The chief weakness of this hypothesis regarding segment abc is that it is all tenuous. Its chief strength is that offers an explanation that is in synchronization with Mosaic Law as filtered through the prophetic tradition. In any event, it seems to me that the metaphorical/ Structure B interpretation of segment ae does not stand or fall with any of the interpretations of segment abc just considered, for they remain problematic however one interprets segment ae. This avenue simply appears to be the least problematic.

It ought to be noted at this point that the metaphorical interpretation of the divorce sayings of Jesus leaves the doctrine of the indissolubility of marriage unsupported by those sayings. One of the options has always been to read the divorce sayings deontologically rather than ontologically, in other words to say that they are speaking of moral obligation, not of the nature of marriage. However, the sayings were hard to explain without postulating the indissolubility of marriage. Here we have an alternative explanation, one that allows for a merely deontological interpretation. If this interpretation is correct, it means that Jesus probably assumed the dissolubility of marriage, but placed a moral onus upon any person within the faith not to initiate divorce and to leave open the path of reconciliation with a former spouse also in the faith.

So to conclude this section, the best interpretation of segment ae suggested by Synoptic analysis, an interpretation that is at least as consistent with segments abc, d, and g as any other, is as follows:

Given this interpretation of segment ae, the best interpretation of segments abc, d, and g is to read adultery as metaphorical in each instance. This means that either Jesus or those who later spoke for him were using halachic discourse as a way of making prophetic points. Here then is a chart of how the segment might be understood:

The Four Main Segments Paraphrased to Reflect a Metaphorical Interpretation

Segment abc

Each man within the covenant of faith who divorces his wife, except on the ground of porneia, causes her to suffer a penalty comparable to that for adultery and to act in a way that is faithless to either the Law or the promises of God, which is adultery in the metaphorical sense.

Segment d

Each man within the covenant of faith who marries a divorced woman is complicitous in faithlessness towards God, which is adultery in the metaphorical sense.

Segment ae

If a man within the covenant of faith divorces his wife and marries a woman outside the covenant of faith, he is guilty of adultery on both counts, that is, adultery in a metaphorical sense.

Segment g

If a woman within the covenant of faith divorces a man and marries a man not within the covenant of faith, she is guilty of adultery on both counts, that is, adultery in a metaphorical sense.


Suppositions and Findings

 

Here is a round-up of some of the suppositions and findings found in this analysis.

1. Finding: It is not necessary to seek a solution to any conflict between Jesus and Paul in a possible Pauline distinction between types of divorce (chorizo and aphiemi). See above.

2. Supposition: Jesus did not follow any particular rabbinic school of thought on divorce, but instead carved out his own way in the debate of his day. See above.

3. Finding: The specific logion to which Paul alluded in 1 Corinthians 7:10 took the form of gabc or abcg, although it is possible that Paul drew upon two different logia to make that combination himself. (The combinations gae and aeg are also possibilities.) Of particular note, the porneia exception, phrase b, was known to Paul. See above.

4. Finding: The logion behind 1 Corinthians 7:27-28 is the same as that behind 7:10. See above.

→ Things to do:
1. Under the chart titled "The Four Main Segments Paraphrased to Reflect a Metaphorical Interpretation" in the passage on Jesus' divorce sayings, list every segment heading.
2. Please repeat everything in the passage on Jesus' divorce sayings from "Here is a round-up" down to "Paul. See above.".
3. Carry on the passage on Jesus' divorce sayings from the point where it stops.

→ Listing:
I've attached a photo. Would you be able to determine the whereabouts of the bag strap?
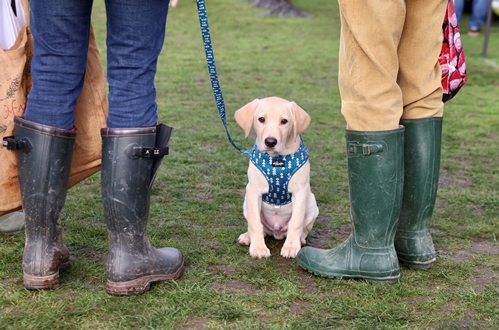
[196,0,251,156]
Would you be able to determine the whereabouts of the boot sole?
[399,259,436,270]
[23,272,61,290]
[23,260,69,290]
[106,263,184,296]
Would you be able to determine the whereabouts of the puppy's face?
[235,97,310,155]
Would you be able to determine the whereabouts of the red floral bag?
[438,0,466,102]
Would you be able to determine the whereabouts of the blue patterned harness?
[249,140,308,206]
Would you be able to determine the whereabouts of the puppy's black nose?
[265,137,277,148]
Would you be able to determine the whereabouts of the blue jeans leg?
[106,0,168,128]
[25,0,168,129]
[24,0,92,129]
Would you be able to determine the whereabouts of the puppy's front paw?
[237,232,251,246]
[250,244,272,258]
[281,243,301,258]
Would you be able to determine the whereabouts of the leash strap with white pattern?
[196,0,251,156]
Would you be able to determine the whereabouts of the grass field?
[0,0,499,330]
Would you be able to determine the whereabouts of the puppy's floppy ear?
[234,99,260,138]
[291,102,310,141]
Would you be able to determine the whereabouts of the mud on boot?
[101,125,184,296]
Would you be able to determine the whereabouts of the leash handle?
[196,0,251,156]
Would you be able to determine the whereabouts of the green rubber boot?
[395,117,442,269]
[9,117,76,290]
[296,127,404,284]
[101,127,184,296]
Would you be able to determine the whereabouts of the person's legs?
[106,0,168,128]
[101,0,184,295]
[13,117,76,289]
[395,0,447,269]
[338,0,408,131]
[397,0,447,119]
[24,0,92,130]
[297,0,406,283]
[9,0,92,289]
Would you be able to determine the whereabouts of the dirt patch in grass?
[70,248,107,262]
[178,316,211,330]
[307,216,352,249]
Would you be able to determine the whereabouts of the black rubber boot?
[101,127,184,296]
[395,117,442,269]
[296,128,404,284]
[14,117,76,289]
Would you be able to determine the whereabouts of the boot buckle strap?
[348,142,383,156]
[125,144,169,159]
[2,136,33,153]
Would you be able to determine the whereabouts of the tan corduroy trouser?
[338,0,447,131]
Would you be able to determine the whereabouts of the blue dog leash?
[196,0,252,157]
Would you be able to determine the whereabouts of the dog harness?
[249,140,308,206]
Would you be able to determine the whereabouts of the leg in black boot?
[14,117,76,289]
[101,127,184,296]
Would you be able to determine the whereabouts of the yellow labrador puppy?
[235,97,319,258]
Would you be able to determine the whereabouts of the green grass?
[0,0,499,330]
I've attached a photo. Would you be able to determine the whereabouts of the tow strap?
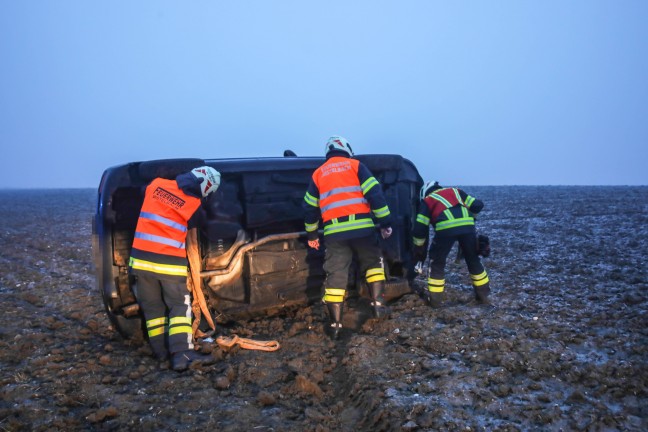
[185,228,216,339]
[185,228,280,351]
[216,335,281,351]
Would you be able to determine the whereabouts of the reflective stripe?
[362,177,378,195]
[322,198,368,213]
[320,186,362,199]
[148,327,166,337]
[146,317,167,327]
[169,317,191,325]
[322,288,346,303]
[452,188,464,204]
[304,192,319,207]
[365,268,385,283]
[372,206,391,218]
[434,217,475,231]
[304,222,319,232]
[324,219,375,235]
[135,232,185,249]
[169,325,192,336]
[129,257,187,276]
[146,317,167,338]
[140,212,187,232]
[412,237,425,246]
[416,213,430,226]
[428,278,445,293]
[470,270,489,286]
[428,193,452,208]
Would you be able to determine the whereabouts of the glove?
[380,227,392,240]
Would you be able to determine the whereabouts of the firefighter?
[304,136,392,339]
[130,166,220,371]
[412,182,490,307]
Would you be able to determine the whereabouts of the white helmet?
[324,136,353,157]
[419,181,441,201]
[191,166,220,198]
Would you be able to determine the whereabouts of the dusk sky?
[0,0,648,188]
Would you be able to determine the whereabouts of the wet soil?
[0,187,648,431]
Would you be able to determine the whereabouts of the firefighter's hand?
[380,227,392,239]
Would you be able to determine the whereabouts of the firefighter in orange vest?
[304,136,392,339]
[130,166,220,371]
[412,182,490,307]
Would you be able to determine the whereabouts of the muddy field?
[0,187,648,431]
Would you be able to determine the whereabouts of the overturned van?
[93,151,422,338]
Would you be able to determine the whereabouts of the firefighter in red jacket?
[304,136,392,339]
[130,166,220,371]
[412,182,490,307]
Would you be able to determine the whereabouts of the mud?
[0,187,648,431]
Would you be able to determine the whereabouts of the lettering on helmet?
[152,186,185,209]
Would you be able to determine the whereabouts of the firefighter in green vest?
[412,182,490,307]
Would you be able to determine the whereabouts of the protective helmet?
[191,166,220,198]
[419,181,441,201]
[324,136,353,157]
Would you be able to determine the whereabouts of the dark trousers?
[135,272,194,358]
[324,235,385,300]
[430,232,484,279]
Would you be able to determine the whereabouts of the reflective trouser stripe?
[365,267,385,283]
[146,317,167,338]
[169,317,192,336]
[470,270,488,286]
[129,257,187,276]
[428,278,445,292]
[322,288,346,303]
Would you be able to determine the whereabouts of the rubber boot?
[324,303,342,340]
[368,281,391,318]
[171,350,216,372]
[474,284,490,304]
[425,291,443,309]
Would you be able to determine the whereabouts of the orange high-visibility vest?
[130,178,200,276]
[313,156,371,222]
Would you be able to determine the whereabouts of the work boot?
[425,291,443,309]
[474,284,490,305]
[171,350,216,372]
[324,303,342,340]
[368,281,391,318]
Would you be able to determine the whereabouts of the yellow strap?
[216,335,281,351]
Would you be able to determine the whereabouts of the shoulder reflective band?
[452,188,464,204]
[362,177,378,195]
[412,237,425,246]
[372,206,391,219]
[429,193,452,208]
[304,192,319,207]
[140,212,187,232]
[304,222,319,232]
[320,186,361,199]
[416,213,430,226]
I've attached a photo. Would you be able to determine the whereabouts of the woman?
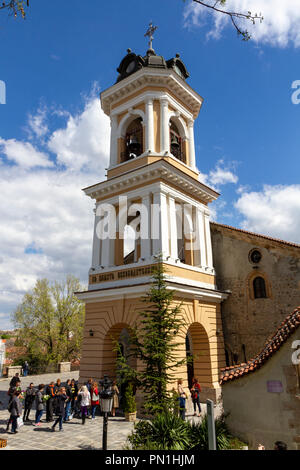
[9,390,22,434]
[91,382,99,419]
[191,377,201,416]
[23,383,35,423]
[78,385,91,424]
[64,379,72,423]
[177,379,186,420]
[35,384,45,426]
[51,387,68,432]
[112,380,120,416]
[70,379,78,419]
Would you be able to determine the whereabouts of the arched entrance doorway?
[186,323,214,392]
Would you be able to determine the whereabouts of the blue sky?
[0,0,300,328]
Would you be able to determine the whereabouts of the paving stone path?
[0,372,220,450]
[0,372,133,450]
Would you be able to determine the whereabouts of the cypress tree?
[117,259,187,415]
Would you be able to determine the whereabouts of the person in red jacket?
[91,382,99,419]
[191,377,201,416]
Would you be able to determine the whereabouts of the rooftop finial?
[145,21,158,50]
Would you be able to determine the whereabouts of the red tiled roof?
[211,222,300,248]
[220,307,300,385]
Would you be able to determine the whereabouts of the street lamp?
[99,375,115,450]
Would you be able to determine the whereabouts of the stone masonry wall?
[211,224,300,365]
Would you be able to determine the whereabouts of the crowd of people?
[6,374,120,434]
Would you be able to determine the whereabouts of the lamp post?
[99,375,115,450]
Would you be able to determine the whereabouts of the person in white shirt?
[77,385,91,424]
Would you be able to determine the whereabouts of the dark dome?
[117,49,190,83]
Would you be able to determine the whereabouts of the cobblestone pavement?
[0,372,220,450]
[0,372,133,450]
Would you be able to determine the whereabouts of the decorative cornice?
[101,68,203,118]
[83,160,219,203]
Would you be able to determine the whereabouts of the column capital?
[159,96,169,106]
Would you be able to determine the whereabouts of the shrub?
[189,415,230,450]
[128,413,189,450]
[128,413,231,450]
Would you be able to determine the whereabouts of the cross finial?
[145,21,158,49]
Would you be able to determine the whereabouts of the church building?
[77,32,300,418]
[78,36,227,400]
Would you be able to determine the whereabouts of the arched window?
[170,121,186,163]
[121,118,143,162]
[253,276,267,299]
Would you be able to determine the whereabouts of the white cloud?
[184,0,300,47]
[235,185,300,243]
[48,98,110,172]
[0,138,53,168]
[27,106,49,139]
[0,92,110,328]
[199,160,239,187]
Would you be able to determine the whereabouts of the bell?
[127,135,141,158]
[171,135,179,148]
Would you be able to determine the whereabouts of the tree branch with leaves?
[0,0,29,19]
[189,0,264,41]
* * *
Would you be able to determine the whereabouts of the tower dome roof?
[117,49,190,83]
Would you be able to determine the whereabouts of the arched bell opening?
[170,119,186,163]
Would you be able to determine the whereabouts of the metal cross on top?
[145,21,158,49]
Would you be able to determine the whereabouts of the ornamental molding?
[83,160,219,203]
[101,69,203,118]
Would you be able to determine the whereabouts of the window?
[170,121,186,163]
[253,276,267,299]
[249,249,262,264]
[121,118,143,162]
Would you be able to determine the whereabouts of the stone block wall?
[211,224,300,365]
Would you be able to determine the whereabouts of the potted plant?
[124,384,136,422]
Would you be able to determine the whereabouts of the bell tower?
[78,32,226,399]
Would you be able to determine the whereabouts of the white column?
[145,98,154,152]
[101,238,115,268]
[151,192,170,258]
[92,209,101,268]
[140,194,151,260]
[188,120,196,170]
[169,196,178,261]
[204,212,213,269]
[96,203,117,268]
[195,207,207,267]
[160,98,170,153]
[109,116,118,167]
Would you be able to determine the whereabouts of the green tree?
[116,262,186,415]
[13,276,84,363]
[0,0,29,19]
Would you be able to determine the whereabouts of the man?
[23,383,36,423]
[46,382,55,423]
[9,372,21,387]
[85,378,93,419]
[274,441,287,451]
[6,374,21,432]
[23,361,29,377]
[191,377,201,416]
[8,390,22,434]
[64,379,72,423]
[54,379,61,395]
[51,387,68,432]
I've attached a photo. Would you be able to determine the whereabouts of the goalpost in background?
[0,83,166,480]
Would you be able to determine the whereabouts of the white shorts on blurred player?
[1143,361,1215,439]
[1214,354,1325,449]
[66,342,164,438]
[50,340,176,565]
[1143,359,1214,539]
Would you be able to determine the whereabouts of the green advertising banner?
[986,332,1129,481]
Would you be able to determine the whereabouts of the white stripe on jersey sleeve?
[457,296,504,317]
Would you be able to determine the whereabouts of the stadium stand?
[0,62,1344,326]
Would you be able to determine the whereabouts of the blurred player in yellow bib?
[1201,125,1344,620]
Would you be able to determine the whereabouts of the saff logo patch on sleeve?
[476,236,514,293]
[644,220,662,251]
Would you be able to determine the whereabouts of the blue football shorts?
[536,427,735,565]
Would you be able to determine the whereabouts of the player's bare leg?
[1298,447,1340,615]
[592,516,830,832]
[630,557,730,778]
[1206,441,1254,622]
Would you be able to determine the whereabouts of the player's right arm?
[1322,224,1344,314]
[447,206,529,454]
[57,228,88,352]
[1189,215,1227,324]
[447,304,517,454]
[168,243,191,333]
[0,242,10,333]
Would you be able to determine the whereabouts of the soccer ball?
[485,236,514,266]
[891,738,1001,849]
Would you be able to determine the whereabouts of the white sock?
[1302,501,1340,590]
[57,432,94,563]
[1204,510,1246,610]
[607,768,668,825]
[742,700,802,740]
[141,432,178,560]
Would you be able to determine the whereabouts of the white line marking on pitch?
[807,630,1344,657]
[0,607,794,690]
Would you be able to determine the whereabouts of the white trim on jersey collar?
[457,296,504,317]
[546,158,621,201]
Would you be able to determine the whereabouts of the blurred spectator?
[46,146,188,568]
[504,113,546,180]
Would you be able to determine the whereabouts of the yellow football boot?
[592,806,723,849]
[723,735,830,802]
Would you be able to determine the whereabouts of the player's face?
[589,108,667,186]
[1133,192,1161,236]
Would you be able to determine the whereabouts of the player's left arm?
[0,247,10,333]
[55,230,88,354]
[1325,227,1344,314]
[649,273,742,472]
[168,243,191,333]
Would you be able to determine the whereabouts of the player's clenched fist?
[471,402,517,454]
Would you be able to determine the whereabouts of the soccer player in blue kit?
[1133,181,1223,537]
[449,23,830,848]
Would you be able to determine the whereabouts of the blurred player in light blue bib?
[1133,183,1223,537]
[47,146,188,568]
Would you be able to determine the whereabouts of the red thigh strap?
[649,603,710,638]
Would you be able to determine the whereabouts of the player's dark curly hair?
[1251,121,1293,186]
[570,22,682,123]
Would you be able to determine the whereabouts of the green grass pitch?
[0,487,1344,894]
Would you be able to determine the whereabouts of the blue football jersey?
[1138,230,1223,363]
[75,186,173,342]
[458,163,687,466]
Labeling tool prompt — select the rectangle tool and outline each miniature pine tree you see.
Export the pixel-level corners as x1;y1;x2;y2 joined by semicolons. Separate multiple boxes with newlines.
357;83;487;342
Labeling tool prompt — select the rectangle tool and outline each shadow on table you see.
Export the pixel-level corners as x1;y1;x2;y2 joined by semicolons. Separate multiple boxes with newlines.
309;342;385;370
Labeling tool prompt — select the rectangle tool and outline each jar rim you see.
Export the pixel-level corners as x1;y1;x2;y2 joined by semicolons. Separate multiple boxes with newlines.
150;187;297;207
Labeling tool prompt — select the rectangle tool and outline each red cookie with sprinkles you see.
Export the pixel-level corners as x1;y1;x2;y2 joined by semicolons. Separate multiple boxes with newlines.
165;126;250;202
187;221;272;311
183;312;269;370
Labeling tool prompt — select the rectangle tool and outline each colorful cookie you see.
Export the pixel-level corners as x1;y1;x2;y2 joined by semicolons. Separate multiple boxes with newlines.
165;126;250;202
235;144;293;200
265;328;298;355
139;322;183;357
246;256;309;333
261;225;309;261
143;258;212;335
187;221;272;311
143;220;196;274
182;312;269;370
---
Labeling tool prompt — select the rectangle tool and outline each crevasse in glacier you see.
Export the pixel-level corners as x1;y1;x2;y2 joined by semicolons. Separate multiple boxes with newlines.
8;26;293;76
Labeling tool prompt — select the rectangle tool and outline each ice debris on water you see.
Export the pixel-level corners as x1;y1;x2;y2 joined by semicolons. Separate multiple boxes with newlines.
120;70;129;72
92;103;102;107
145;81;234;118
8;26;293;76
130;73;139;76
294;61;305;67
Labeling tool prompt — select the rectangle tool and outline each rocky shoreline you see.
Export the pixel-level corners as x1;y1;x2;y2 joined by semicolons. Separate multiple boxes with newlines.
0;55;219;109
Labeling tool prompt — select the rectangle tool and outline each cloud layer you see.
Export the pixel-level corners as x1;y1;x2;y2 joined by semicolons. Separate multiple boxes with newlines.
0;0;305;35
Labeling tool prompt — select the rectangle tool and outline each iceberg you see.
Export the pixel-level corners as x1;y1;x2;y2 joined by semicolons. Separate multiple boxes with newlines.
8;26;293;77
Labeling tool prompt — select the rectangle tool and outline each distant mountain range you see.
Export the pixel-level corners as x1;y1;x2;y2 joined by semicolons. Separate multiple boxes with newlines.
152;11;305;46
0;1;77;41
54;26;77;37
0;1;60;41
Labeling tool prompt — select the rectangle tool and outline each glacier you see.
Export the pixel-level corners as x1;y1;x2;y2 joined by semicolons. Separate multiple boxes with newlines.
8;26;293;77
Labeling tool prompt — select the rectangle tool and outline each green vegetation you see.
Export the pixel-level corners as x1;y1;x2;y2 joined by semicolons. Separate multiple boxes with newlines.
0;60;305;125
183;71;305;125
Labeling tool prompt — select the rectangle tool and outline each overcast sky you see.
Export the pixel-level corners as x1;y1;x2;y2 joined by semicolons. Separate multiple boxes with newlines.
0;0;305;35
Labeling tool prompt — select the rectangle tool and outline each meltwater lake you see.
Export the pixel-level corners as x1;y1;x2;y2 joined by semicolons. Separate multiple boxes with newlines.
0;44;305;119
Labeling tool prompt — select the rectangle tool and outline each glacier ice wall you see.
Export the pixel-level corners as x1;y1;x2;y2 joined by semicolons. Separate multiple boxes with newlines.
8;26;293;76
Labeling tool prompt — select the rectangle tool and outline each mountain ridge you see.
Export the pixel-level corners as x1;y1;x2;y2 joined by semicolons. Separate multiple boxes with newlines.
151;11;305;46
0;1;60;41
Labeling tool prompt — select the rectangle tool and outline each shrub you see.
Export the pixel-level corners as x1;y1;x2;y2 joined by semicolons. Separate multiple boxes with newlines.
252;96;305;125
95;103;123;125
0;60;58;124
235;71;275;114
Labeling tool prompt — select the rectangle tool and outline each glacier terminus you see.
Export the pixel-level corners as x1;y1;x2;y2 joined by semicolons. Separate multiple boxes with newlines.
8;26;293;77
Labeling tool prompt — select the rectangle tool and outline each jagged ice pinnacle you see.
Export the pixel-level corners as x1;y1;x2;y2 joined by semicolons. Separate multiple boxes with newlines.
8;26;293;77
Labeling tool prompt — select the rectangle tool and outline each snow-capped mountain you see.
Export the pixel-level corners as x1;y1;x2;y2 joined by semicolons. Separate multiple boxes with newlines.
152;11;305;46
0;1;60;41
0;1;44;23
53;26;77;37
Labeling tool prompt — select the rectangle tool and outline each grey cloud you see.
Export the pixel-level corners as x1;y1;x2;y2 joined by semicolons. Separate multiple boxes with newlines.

→ Answers by task:
1.
Segment abc
Segment d
Segment ae
Segment g

2.
Here is a round-up of some of the suppositions and findings found in this analysis.

1. Finding: It is not necessary to seek a solution to any conflict between Jesus and Paul in a possible Pauline distinction between types of divorce (chorizo and aphiemi). See above.

2. Supposition: Jesus did not follow any particular rabbinic school of thought on divorce, but instead carved out his own way in the debate of his day. See above.

3. Finding: The specific logion to which Paul alluded in 1 Corinthians 7:10 took the form of gabc or abcg, although it is possible that Paul drew upon two different logia to make that combination himself. (The combinations gae and aeg are also possibilities.) Of particular note, the porneia exception, phrase b, was known to Paul. See above.

3.
5. Supposition: The definition of porneia used by the early church, at least in some instances, had specific reference to the sexual and marital offenses of Leviticus 18; and the church's application of the porneia prohibition to itself, insofar as it followed Pauline teaching, was according to the intensification for priests in Leviticus 21:7. This was an application that had eschatological overtones. See above.

6. Supposition: 1 Corinthians 5-7 is a rabbinic responsum to the Corinthian church containing a midrash upon Leviticus 18 and 21 as filtered through one or more of the divorce sayings of Jesus, the decision of the Council of Jerusalem (Acts 15), and early Christian temple theology. See above.

7. Supposition: In Paul's mind, the effect of conversion made a fundamental difference to the issue of divorce. See above.

8. Finding: It is entirely possible not only that Paul's teaching on divorce is compatible with the divorce sayings of Jesus, but that Paul was well aware of all segments of the divorce sayings now found in the canonical Gospels. See above.

9. Finding: Implicit both in the divorce sayings of Jesus, if "adultery" is to be taken literally (which it is not), and in Paul's discussion of divorce is the polygynous double standard of the Jews of the day regarding adultery. See above.

10. Finding: The divorce sayings did not overturn polygyny in favor of monogamy. Nor did they overturn a sexist double standard with regard to the social structure of marriage. See above.

11. Finding: The divorce sayings of Jesus do imply a moral equality between the sexes, and the discussion of divorce by Paul implies a spiritual equality between male and female. See above.

12. Finding: No theological development that fits the known pattern of development of the church in the First Century is discernible within the divorce logia, with the possible exception of phrase b, the porneia exception. A late omission of phrase b from the abe combination would fit the pattern of theological development. See above.

13. Finding: All of the phrases and most of the variety of combination recorded in the divorce sayings of the canonical Gospels were present in the supposed Aramaic source(s) that predated those Gospels. See above.

14. Finding: With regard to the divorce sayings of Jesus, the postulation of the Q and M sources is superfluous. In fact, with regard to Q, it is easier to suppose that the divorce sayings did not appear in it at all or else that Q never existed. See above.

15. Finding: The high likelihood is that major variations in the divorce logia do not represent strata. They instead represent deliberate combinations and recombinations. The prevailing paradigm of strata has collapsed, at least as the probable paradigm. See above.

16. Supposition: In Mark 10:11-12, "another" for a male is not likely to be analogous to "another" for a female, except in terms of comparable inappropriateness, at least if the frame of understanding was meant to be social. See above.

17. Finding: In segment ae, which reads, "everyone who divorces his wife and marries another commits adultery," it is highly unlikely that "another" means "any other woman." Two other interpretations are much more likely, that "another" means "another man's wife" and that it means "a daughter of a foreign god" per Malachi 2:11-16. The last is the most likely meaning. See above.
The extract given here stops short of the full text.